Text shown
• • • • • • •
From 294d97fcc683f335b02a237c11f135a64ae970c4 Mon Sep 17 00:00:00 2001
From: abhishek-singh591 <sabhis@qti.qualcomm.com>
Date: Wed, 10 Sep 2025 05:05:02 +0000
Subject: [PATCH 2/6] Fixed issue of No custom_IO file found during compile
 through CLI

Signed-off-by: abhishek-singh591 <sabhis@qti.qualcomm.com>
---
 QEfficient/cloud/custom_yaml.py | 264 ++++++++++++++++++++++++--------
 1 file changed, 196 insertions(+), 68 deletions(-)

diff --git a/QEfficient/cloud/custom_yaml.py b/QEfficient/cloud/custom_yaml.py
index 23c041633..ba6da26e2 100644
--- a/QEfficient/cloud/custom_yaml.py
+++ b/QEfficient/cloud/custom_yaml.py
@@ -1,76 +1,204 @@
 from pathlib import Path
 import warnings
 
-def dump_custom_io(custom_io, cache_dir, dtype_suffix):
-    custom_io_yaml = Path(cache_dir) / f"custom_io_{dtype_suffix}.yaml"
• • • • • • •
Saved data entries
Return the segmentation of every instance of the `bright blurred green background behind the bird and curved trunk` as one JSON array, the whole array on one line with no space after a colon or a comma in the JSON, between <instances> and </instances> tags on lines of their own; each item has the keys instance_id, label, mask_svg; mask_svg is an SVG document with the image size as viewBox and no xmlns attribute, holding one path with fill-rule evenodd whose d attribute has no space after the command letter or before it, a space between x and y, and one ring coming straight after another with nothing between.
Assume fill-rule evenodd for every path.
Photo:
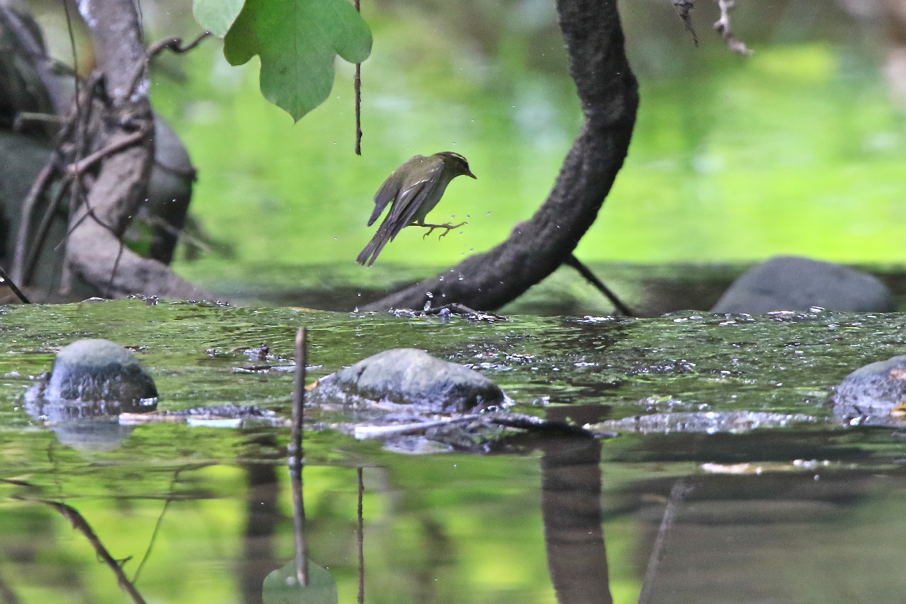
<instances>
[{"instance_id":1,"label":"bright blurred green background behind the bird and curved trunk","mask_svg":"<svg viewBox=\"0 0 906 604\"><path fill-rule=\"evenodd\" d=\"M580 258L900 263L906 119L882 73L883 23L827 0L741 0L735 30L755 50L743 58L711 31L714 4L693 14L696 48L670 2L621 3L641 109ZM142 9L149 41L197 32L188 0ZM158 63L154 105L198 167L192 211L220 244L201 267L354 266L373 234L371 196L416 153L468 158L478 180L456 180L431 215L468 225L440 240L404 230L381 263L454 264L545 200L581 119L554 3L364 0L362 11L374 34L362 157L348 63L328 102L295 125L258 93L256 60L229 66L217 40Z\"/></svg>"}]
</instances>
• • • • • • •
Your goal
Retype everything in the patch from "Signed-off-by: abhishek-singh591 <sabhis@qti.qualcomm.com>" down to "insertions(+), 68 deletions(-)", with no changes. The records have no connection to the patch shown above them.

Written response
Signed-off-by: abhishek-singh591 <sabhis@qti.qualcomm.com>
---
 QEfficient/cloud/custom_yaml.py | 264 ++++++++++++++++++++++++--------
 1 file changed, 196 insertions(+), 68 deletions(-)